**GIVEN REQUEST**
Lines before the one containing "Exercise. Spot the low" are left out; copy that line and every later line through the end of the data exactly.

╭─ SUPPLIED DATA

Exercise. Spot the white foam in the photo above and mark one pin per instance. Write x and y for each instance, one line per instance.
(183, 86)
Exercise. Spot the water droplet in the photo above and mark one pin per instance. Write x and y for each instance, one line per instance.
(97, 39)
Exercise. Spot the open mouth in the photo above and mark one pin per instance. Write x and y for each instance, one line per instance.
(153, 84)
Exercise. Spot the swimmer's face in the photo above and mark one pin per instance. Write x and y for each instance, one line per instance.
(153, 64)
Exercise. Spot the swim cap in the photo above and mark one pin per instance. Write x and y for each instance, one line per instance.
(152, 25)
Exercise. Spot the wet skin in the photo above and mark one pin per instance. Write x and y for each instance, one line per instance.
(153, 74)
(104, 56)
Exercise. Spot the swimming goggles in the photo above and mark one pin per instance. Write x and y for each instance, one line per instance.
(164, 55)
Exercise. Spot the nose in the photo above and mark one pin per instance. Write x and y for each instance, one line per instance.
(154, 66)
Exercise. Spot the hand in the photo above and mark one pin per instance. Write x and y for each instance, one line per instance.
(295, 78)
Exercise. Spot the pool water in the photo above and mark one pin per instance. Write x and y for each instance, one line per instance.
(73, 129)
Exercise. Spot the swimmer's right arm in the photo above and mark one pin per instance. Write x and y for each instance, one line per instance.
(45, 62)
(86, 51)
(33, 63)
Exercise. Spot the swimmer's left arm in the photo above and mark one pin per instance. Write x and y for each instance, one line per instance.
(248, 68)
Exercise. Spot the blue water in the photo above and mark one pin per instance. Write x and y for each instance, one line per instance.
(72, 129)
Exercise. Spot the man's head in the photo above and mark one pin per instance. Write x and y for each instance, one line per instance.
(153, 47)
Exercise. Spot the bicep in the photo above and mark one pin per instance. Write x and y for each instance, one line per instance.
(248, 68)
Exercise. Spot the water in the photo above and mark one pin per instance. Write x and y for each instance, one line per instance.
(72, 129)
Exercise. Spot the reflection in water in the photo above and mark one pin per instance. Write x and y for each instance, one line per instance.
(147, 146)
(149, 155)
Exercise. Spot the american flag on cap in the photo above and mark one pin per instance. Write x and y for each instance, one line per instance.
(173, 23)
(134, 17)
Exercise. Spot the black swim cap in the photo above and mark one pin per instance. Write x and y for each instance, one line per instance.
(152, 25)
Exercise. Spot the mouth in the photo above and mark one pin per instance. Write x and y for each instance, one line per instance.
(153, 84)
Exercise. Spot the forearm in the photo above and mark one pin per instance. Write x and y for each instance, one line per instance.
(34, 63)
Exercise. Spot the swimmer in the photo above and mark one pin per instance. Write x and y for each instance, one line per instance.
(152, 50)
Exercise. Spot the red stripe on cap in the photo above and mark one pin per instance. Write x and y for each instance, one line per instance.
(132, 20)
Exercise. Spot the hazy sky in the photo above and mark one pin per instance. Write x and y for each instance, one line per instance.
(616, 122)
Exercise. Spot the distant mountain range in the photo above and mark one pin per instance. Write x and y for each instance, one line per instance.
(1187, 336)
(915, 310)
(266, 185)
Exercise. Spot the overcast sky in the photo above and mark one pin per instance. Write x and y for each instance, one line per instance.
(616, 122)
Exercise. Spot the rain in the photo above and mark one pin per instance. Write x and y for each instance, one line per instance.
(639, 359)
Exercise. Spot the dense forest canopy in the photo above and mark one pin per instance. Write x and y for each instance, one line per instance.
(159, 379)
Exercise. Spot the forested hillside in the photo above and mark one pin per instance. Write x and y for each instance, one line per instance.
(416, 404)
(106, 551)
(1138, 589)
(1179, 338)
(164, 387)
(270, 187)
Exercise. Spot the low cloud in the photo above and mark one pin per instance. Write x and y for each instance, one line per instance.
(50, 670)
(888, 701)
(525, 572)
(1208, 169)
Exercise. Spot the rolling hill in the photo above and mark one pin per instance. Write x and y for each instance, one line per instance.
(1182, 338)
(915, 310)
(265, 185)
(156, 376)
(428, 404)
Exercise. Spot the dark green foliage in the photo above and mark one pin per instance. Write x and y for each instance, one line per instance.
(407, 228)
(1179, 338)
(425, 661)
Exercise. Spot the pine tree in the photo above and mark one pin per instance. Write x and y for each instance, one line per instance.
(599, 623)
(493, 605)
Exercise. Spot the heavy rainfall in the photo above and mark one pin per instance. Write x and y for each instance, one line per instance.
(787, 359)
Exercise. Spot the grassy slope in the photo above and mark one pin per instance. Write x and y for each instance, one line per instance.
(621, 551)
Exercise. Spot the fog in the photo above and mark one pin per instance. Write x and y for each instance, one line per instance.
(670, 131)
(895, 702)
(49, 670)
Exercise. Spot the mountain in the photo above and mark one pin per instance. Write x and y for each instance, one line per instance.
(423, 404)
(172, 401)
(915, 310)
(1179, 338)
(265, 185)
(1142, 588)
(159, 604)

╰─

**WRITTEN RESPONSE**
Exercise. Spot the low cloud in the photo above and mark one pin per instance. Write x and y for each instance, one line per instance.
(50, 670)
(888, 701)
(525, 572)
(1208, 169)
Exercise. Spot the rolling hill in the photo above and mark one pin per instance. Write x and y for each instance, one line per instance.
(1182, 338)
(915, 310)
(265, 185)
(156, 376)
(428, 404)
Exercise. Spot the dark green foliage in the photo above and mark one pin per instance. Write x and y for each instance, one line per instance.
(407, 228)
(1179, 338)
(425, 661)
Exercise. Spot the pine tree in the photo above and mark one pin per instance. Write x and y for each instance, one line per instance.
(599, 623)
(493, 605)
Exercise. Spot the heavy rainfall in the photo above and mark one pin per instance. Write x and y for each instance, one line per instance.
(787, 359)
Exercise. Spot the grassy slope in the photo above and mark one pin per instance. Write x and y for each instance, one line per instance.
(621, 551)
Exercise. Spot the fog in the photo above and mark one pin per instance. Write x and y for each instance, one line per instance.
(670, 131)
(895, 702)
(49, 670)
Exercise. Spot the mountain in the photo above and mark one pin per instance. Write x and y for each instance, one line per instance.
(423, 404)
(172, 401)
(915, 310)
(1179, 338)
(265, 185)
(1142, 588)
(159, 604)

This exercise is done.